> [WORK ORDER] Could you copy exactly the line that contains "Target: layered rock strata" and every line after it to the end of the records, and nothing more?

> [DATA SHOWN]
== == ==

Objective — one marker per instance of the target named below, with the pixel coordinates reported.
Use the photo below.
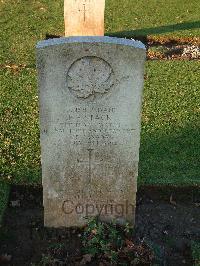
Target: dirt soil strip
(167, 219)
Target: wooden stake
(84, 17)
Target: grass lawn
(170, 147)
(4, 192)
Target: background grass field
(170, 148)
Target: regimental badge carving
(89, 77)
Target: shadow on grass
(158, 30)
(171, 159)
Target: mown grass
(4, 192)
(170, 147)
(23, 23)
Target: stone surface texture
(90, 107)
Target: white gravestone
(90, 108)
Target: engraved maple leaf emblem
(89, 76)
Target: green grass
(23, 23)
(4, 192)
(170, 147)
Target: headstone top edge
(90, 39)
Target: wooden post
(84, 17)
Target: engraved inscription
(90, 76)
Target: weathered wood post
(84, 17)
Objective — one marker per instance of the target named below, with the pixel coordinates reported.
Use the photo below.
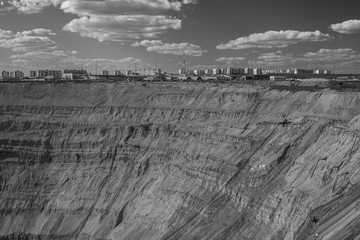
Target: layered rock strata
(132, 161)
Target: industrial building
(50, 74)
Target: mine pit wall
(177, 161)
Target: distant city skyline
(117, 34)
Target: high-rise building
(117, 72)
(76, 74)
(33, 74)
(54, 74)
(257, 71)
(303, 71)
(5, 74)
(216, 71)
(249, 71)
(19, 74)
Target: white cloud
(230, 59)
(43, 55)
(347, 27)
(122, 28)
(26, 40)
(114, 20)
(122, 7)
(274, 39)
(5, 34)
(159, 47)
(32, 6)
(100, 7)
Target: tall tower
(184, 64)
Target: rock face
(131, 161)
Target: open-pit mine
(189, 161)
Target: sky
(119, 34)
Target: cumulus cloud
(27, 40)
(123, 27)
(86, 7)
(32, 6)
(159, 47)
(230, 59)
(114, 20)
(347, 27)
(122, 7)
(274, 39)
(5, 34)
(43, 55)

== == ==

> [COMPLETED TASK]
Target: layered rock strata
(132, 161)
Target: industrial building
(50, 74)
Target: mine pit wall
(177, 161)
Target: distant city skyline
(117, 34)
Target: high-rise building
(117, 72)
(76, 74)
(33, 74)
(54, 74)
(257, 71)
(303, 71)
(5, 74)
(216, 71)
(249, 71)
(19, 74)
Target: white cloud
(230, 59)
(43, 55)
(347, 27)
(122, 28)
(26, 40)
(114, 20)
(122, 7)
(274, 39)
(5, 34)
(159, 47)
(32, 6)
(100, 7)
Target: tall tower
(184, 64)
Target: rock face
(131, 161)
Target: open-pit mine
(189, 161)
Target: sky
(119, 34)
Target: cumulus cloud
(27, 40)
(123, 27)
(86, 7)
(32, 6)
(159, 47)
(230, 59)
(114, 20)
(347, 27)
(122, 7)
(274, 39)
(5, 34)
(43, 55)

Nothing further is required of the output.